In [6]:
import pandas as pd
from sklearn.model_selection import train_test_split
from sklearn import preprocessing
import numpy as np
from sklearn.preprocessing import StandardScaler
from sklearn.metrics import f1_score

In [7]:
import warnings
warnings.filterwarnings("ignore")

In [8]:
data = pd.read_csv('facies_vectors.csv')

Bayes_algorithms:

In [13]:
from sklearn.naive_bayes import GaussianNB
from sklearn.naive_bayes import BernoulliNB

# with mean value
feature_names = ['GR', 'ILD_log10', 'DeltaPHI', 'PHIND', 'PE', 'NM_M', 'RELPOS']
data = data.fillna(data['PE'].mean())
## with split
acc_gaus = 0
acc_bern = 0
for index in range(10):
    train, test = train_test_split(data, test_size=0.3)

_RECORDS FOR THIS EXERCISE_:

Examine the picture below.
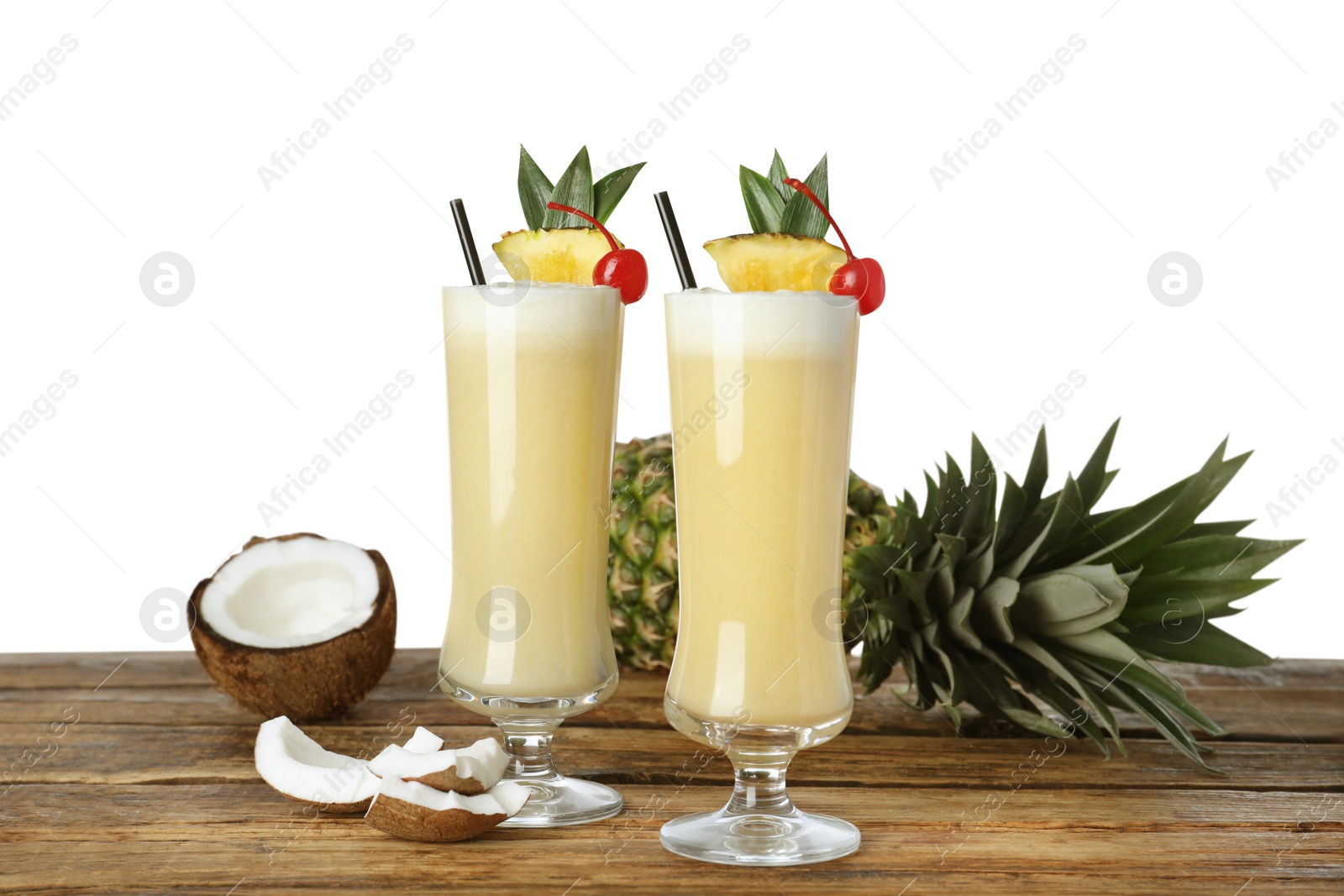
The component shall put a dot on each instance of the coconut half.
(412, 810)
(468, 770)
(302, 770)
(297, 626)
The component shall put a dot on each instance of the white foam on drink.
(534, 307)
(774, 324)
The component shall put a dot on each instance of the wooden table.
(134, 774)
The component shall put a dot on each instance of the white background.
(311, 296)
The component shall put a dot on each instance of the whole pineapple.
(1048, 605)
(642, 584)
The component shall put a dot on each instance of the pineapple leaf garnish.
(1055, 606)
(776, 208)
(800, 217)
(609, 191)
(777, 174)
(534, 190)
(765, 204)
(575, 188)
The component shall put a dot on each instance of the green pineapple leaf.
(777, 175)
(800, 217)
(575, 188)
(609, 191)
(765, 204)
(534, 190)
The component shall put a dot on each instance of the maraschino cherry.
(858, 277)
(622, 269)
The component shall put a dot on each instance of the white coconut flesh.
(291, 593)
(302, 768)
(299, 768)
(423, 741)
(483, 762)
(504, 799)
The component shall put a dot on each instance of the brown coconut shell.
(313, 683)
(412, 821)
(448, 779)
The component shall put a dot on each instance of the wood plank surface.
(151, 788)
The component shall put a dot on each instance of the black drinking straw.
(464, 234)
(679, 257)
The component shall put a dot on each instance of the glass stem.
(528, 745)
(759, 785)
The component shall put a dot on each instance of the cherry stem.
(806, 191)
(597, 223)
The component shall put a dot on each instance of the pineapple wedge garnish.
(553, 254)
(769, 262)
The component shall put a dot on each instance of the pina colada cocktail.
(763, 396)
(534, 365)
(531, 421)
(759, 490)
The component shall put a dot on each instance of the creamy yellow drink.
(531, 405)
(763, 389)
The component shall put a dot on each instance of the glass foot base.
(559, 801)
(759, 839)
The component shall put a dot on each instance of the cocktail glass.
(763, 392)
(533, 378)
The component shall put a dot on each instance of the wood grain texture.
(134, 774)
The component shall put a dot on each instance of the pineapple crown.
(575, 188)
(1057, 600)
(776, 208)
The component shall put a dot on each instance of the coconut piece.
(300, 768)
(297, 625)
(423, 741)
(468, 770)
(413, 810)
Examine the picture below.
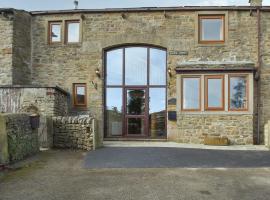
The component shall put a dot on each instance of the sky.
(32, 5)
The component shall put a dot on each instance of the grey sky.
(88, 4)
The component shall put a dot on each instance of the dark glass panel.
(135, 126)
(136, 66)
(215, 93)
(80, 92)
(114, 111)
(157, 112)
(238, 93)
(212, 29)
(157, 67)
(114, 72)
(135, 102)
(191, 93)
(73, 32)
(56, 32)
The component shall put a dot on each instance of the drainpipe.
(258, 73)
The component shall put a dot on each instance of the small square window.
(191, 95)
(211, 29)
(79, 91)
(72, 31)
(214, 91)
(238, 92)
(55, 29)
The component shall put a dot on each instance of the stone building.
(178, 73)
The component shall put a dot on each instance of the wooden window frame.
(182, 93)
(75, 86)
(50, 23)
(67, 22)
(207, 108)
(221, 16)
(229, 91)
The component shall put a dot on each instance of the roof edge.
(151, 9)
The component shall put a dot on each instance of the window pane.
(135, 102)
(80, 94)
(157, 112)
(191, 93)
(135, 126)
(238, 95)
(157, 67)
(55, 32)
(73, 32)
(212, 29)
(114, 111)
(115, 67)
(215, 94)
(136, 66)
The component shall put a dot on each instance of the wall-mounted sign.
(178, 53)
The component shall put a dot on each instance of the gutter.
(257, 77)
(151, 9)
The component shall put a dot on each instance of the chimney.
(76, 3)
(255, 2)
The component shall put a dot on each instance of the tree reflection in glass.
(135, 102)
(238, 96)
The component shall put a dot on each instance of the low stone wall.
(17, 138)
(267, 134)
(28, 99)
(75, 132)
(45, 101)
(192, 128)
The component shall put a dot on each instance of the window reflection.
(238, 94)
(114, 111)
(55, 32)
(73, 32)
(191, 93)
(114, 67)
(212, 29)
(215, 92)
(157, 67)
(135, 102)
(136, 66)
(80, 95)
(157, 112)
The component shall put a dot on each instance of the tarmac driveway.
(156, 157)
(61, 175)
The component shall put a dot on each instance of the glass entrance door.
(135, 92)
(136, 110)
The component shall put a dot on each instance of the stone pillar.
(255, 2)
(4, 156)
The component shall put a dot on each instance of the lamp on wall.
(170, 71)
(97, 71)
(124, 16)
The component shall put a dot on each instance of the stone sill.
(34, 86)
(216, 113)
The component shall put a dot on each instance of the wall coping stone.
(215, 66)
(35, 86)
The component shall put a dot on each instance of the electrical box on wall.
(172, 115)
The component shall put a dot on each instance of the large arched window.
(135, 90)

_JOBS_:
[1] Transcribe the Bayes classifier code from "# with mean" up to and including "test = train_test_split(data, test_size=0.3)".
[2] Pull out each line of the records that contains the string "wooden".

_RESPONSE LIST_:
[1]
# with mean value
feature_names = ['GR', 'ILD_log10', 'DeltaPHI', 'PHIND', 'PE', 'NM_M', 'RELPOS']
data = data.fillna(data['PE'].mean())
## with split
acc_gaus = 0
acc_bern = 0
for index in range(10):
    train, test = train_test_split(data, test_size=0.3)

[2]
The component shall put a dot on each instance of the wooden table.
The component shall put a dot on each instance of the wooden window frame.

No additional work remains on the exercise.